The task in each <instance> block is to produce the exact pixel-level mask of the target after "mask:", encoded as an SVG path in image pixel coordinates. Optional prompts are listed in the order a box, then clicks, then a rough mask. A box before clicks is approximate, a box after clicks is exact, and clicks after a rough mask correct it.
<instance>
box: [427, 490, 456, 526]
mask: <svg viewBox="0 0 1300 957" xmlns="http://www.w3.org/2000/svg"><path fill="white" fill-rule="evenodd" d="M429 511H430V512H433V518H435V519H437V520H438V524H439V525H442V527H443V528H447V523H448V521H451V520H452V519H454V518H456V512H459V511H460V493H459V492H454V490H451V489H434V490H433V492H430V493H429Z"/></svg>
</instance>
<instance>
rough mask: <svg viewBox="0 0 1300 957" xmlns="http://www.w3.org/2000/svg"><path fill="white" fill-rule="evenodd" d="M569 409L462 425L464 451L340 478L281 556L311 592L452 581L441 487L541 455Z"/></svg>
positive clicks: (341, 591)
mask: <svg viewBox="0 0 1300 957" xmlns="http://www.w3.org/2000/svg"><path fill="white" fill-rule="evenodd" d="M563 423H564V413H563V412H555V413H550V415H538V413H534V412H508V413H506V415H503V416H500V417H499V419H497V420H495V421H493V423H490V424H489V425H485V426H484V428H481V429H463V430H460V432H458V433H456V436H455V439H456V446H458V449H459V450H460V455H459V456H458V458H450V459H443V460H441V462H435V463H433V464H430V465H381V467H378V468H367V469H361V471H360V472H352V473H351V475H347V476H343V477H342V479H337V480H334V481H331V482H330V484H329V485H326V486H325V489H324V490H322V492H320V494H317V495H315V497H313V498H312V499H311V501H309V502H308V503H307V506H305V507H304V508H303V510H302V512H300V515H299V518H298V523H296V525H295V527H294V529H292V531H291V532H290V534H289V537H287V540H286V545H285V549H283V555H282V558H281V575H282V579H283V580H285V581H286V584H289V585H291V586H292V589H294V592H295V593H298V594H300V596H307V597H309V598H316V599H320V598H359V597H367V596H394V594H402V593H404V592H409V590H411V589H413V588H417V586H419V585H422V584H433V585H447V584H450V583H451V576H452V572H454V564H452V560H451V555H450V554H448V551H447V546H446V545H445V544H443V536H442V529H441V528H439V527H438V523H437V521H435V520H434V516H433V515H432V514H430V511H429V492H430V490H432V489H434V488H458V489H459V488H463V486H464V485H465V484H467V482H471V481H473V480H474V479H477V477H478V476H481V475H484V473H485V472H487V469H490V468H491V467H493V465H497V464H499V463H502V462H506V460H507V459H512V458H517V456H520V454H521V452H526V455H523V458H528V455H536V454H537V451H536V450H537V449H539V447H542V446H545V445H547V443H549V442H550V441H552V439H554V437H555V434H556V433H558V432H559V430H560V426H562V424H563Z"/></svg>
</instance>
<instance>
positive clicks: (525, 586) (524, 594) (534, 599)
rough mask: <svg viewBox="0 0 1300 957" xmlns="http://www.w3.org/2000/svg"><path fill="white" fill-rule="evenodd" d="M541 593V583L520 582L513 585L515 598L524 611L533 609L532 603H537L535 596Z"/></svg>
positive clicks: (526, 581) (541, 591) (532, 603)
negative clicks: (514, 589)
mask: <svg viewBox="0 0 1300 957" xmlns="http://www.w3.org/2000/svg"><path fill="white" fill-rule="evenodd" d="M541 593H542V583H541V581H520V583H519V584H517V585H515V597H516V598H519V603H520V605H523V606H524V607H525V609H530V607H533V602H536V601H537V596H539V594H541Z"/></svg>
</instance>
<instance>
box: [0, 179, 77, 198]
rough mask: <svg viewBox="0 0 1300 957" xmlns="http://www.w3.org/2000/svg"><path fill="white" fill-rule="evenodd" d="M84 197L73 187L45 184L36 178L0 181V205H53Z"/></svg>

· · · · ·

• Exercise details: The lines to return are those with the string "rough" in them; copy each from the entries above.

• Result of the exercise:
The task in each <instance> block is to produce the exact pixel-level mask of the target after "mask:", encoded as an SVG path in image pixel coordinates. Optional prompts are listed in the order a box, then clicks, then a rough mask. A box before clicks is approximate, a box after clicks is exact, and clicks after a rough mask correct it.
rough mask: <svg viewBox="0 0 1300 957" xmlns="http://www.w3.org/2000/svg"><path fill="white" fill-rule="evenodd" d="M569 409L462 425L464 451L340 478L281 556L311 592L452 581L441 487L541 455Z"/></svg>
rough mask: <svg viewBox="0 0 1300 957" xmlns="http://www.w3.org/2000/svg"><path fill="white" fill-rule="evenodd" d="M541 593V583L520 582L513 585L515 598L524 611L533 609L532 603H537L535 596Z"/></svg>
rough mask: <svg viewBox="0 0 1300 957" xmlns="http://www.w3.org/2000/svg"><path fill="white" fill-rule="evenodd" d="M84 197L73 187L45 184L36 178L0 181V205H53Z"/></svg>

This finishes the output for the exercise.